## What to work on
Return the data below exactly, minus the pictures.

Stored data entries
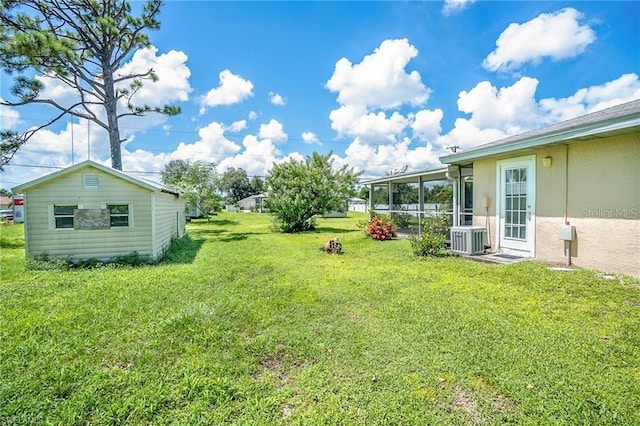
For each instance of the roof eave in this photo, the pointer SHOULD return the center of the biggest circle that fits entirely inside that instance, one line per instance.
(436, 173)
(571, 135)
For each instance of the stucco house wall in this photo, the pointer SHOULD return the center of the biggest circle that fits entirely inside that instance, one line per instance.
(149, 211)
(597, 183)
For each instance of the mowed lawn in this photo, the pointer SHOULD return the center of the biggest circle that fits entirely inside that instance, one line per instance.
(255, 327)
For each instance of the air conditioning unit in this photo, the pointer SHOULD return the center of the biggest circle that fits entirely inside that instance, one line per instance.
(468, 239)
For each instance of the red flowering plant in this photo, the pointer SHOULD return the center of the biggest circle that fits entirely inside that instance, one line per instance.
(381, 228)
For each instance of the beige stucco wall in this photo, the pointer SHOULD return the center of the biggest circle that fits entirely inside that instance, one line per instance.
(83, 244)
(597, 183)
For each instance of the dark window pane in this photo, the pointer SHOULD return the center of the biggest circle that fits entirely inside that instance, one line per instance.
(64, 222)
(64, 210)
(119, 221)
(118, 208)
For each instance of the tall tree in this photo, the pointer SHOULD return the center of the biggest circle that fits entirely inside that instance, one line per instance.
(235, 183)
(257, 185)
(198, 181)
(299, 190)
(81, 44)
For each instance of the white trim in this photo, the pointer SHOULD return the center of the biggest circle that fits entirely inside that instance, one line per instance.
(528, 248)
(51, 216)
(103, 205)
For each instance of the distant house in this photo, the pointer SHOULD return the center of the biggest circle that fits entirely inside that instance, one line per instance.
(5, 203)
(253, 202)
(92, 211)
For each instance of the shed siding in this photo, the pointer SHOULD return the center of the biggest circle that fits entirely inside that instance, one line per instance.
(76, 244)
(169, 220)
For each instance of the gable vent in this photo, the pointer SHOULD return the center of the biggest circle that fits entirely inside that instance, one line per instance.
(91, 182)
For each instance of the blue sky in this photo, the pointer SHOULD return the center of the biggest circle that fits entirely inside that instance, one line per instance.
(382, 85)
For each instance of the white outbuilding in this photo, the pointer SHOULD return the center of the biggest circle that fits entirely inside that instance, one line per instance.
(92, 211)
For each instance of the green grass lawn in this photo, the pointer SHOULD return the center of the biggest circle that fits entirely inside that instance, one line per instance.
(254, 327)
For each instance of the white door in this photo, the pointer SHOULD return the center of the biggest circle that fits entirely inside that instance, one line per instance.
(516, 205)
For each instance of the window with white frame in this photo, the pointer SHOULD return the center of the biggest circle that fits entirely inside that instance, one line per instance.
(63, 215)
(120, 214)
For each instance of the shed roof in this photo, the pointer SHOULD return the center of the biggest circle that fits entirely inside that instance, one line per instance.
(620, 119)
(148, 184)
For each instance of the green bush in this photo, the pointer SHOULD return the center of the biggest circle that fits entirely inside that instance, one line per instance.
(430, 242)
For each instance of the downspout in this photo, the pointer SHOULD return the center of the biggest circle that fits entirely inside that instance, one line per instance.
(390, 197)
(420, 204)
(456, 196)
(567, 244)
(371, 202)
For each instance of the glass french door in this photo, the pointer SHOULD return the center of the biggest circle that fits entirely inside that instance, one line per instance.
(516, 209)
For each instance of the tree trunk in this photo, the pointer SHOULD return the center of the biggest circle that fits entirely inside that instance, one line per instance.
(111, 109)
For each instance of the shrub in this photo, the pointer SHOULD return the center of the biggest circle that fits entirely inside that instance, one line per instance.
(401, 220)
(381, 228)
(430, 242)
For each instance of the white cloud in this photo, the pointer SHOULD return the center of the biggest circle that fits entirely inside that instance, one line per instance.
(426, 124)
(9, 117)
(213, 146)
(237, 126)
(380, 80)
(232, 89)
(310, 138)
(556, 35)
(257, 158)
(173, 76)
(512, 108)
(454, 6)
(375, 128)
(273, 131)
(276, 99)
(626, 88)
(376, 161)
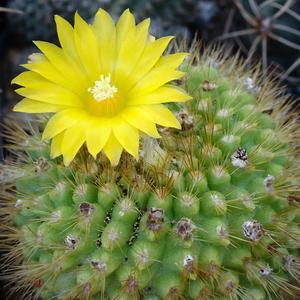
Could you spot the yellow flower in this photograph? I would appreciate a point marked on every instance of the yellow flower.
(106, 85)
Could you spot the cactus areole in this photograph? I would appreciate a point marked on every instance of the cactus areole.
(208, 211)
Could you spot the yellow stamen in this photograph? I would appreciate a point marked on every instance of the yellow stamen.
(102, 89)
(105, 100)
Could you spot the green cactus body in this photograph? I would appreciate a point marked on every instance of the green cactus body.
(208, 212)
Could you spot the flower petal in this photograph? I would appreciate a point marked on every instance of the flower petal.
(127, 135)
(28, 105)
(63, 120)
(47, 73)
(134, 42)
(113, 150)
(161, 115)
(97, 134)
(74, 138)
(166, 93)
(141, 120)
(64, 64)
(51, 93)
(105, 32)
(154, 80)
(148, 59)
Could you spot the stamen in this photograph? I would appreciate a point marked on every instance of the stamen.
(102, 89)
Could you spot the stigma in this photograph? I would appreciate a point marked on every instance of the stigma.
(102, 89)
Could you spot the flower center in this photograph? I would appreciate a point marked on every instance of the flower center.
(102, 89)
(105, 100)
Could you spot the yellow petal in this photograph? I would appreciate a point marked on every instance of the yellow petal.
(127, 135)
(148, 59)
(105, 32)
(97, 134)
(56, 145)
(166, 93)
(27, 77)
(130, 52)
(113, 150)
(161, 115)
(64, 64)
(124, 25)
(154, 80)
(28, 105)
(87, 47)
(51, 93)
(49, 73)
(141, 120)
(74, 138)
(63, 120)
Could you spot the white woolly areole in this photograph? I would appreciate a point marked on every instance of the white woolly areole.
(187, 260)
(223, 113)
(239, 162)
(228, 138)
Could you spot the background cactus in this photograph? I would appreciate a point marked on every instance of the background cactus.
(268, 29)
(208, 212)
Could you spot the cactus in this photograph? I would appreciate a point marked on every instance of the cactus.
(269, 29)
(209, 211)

## Finished task
For each instance of the roof eave in this photo, the pointer SHOULD return the center of the biggest circle that fits entirely inside that instance, one line per instance.
(436, 173)
(571, 135)
For each instance of the stucco house wall in this photo, the pointer SHOULD return the center of the biggest circle that fits entirely inside that instance, one line per instance.
(149, 211)
(597, 183)
For each instance of the mowed lawn in this photo, the pointer SHOULD return the center of the biggest circle that fits entirely inside that instance, one line per instance.
(255, 327)
For each instance of the air conditioning unit in this photo, the pointer SHOULD return the center of the biggest circle that fits entirely inside that instance, one line per instance.
(468, 239)
For each instance of the red flowering plant in this photo, the pointer SHOULD return the center of the biggest circle that fits entirely inside that instance, one line per instance.
(381, 228)
For each instance of the beige stucco wall in this photo, the pointer SHOULD return the center of the biggest circle that fits entirely inside that instance, one line per instance.
(83, 244)
(597, 183)
For each instance of the dark window pane in this photo, the pointer SHOULD return the center of the biggest circle that fits entirely inside that instance, one line per instance.
(64, 222)
(64, 210)
(119, 221)
(118, 208)
For each instance of the tall tree in this photo, the pointer SHOULD return the center of the biggest circle that fits entirely inside that instance, one line per instance.
(235, 183)
(257, 185)
(198, 181)
(299, 190)
(81, 44)
For each instance of the white trim in this photo, the pointer SHOULD return the center of the biggest circle that fits entirely inside that instance, one line per instance.
(528, 248)
(51, 216)
(103, 205)
For each instance of the distant house in this photo, the pointer SHOULD return the center of the biggest circle that fits entirely inside that instance, one line per instance.
(5, 203)
(253, 202)
(92, 211)
For each instance of the shed siding in this photo, the pointer SHOULD return the center of the biggest circle that fits entirely inside that instance, one line per instance.
(76, 244)
(169, 220)
For each instance of the gable vent in this photo, the pointer SHOULD return the center of the biggest circle that fits entirely inside that instance, one line per instance.
(91, 182)
For each instance of the blue sky in this photo, the pointer SHOULD return the center of the biggest circle that fits entirely inside that instance, one line per instance.
(382, 85)
For each instance of the white outbuilding in this photo, the pointer SHOULD return the center of the biggest circle that fits entirely inside that instance, one line per instance.
(92, 211)
For each instance of the green grass lawn in this photo, the pointer SHOULD return the center of the biggest circle that fits entirely inside that instance, one line per instance.
(254, 327)
For each instance of the white door in this photo, the pointer SHOULD return the center of the biggest circle that fits entirely inside that instance, one line per instance.
(516, 205)
For each instance of the window with white frame in this photo, the pointer SHOULD return the center of the biggest circle that fits entirely inside that instance, one line per instance.
(63, 215)
(120, 214)
For each instance of the shed roof in this photo, the pointer SHOULD return the center of the biggest circle that fits entirely inside that instance, one line per instance.
(620, 119)
(148, 184)
For each instance of the green bush in this photo, the pointer SHOULD return the center of the biggest circle that fits entirely inside that instance, one line per instance.
(430, 242)
For each instance of the downspout in this photo, the pointer SHOULD return the center of the biggest circle that fits entirely inside that instance, one line per instance.
(390, 197)
(420, 204)
(456, 196)
(567, 244)
(371, 202)
For each instance of the glass french door in this photo, the pointer SHOULD return the center of the biggest circle that fits entirely inside that instance, one line per instance.
(516, 209)
For each instance of the tree trunk in this photo, the pointer SHOULD return the center of the biggest circle that fits entirely inside that instance, one line per instance.
(111, 109)
For each instance of the shrub in this photo, the pointer SHOULD return the center of the biggest circle that fits entirely inside that instance, one line per instance.
(401, 220)
(381, 228)
(430, 242)
For each instance of the white cloud in this photo, the pointer SHOULD return the center of the biggest circle that fits entirely inside that instance, one line per instance.
(426, 124)
(9, 117)
(213, 146)
(237, 126)
(380, 80)
(232, 89)
(310, 138)
(556, 35)
(257, 158)
(173, 76)
(512, 108)
(454, 6)
(375, 128)
(273, 131)
(276, 99)
(626, 88)
(376, 161)
Could you spot the yellow flower in this photograph? I would appreciate a point marked on every instance of the yellow flower.
(106, 85)
Could you spot the cactus areole in this photograph? I would appreciate a point marked on every instance of the cactus areole.
(208, 211)
Could you spot the yellow stamen in this photograph? I would appreciate a point marked on every instance of the yellow stamen.
(102, 89)
(105, 100)
Could you spot the green cactus body in this photograph? I would appreciate a point marked on every instance of the green cactus body.
(208, 212)
Could you spot the flower petal in this photograph? I would appreciate a point marked on every instance of the flower petal.
(127, 135)
(28, 105)
(63, 120)
(47, 73)
(134, 42)
(113, 150)
(161, 115)
(97, 134)
(74, 138)
(166, 93)
(141, 120)
(64, 64)
(51, 93)
(105, 32)
(154, 80)
(148, 59)
Could you spot the stamen in this photograph? I would appreciate a point marked on every instance of the stamen.
(102, 89)
Could you spot the stigma in this photograph? I would appreciate a point marked on every instance of the stigma.
(102, 89)
Could you spot the flower center in this photograph? I would appreciate a point marked on every instance of the flower center.
(102, 89)
(105, 100)
Could you spot the yellow petal in this photograph? I would appreciate a point marked on every instance of the yellow petal.
(127, 135)
(148, 59)
(105, 32)
(97, 134)
(56, 145)
(166, 93)
(27, 77)
(130, 52)
(113, 150)
(161, 115)
(64, 64)
(124, 25)
(154, 80)
(28, 105)
(87, 47)
(51, 93)
(49, 73)
(141, 120)
(74, 138)
(63, 120)
Could you spot the white woolly areole in this photograph? I would appreciate a point marked on every instance of the white woolly areole.
(187, 260)
(223, 113)
(239, 162)
(228, 138)
Could you spot the background cactus in this photograph? I would appreciate a point marked on every instance of the background cactus.
(268, 29)
(208, 212)
Could you spot the cactus in this photograph? I would appreciate a point marked on every instance of the cactus.
(269, 29)
(209, 211)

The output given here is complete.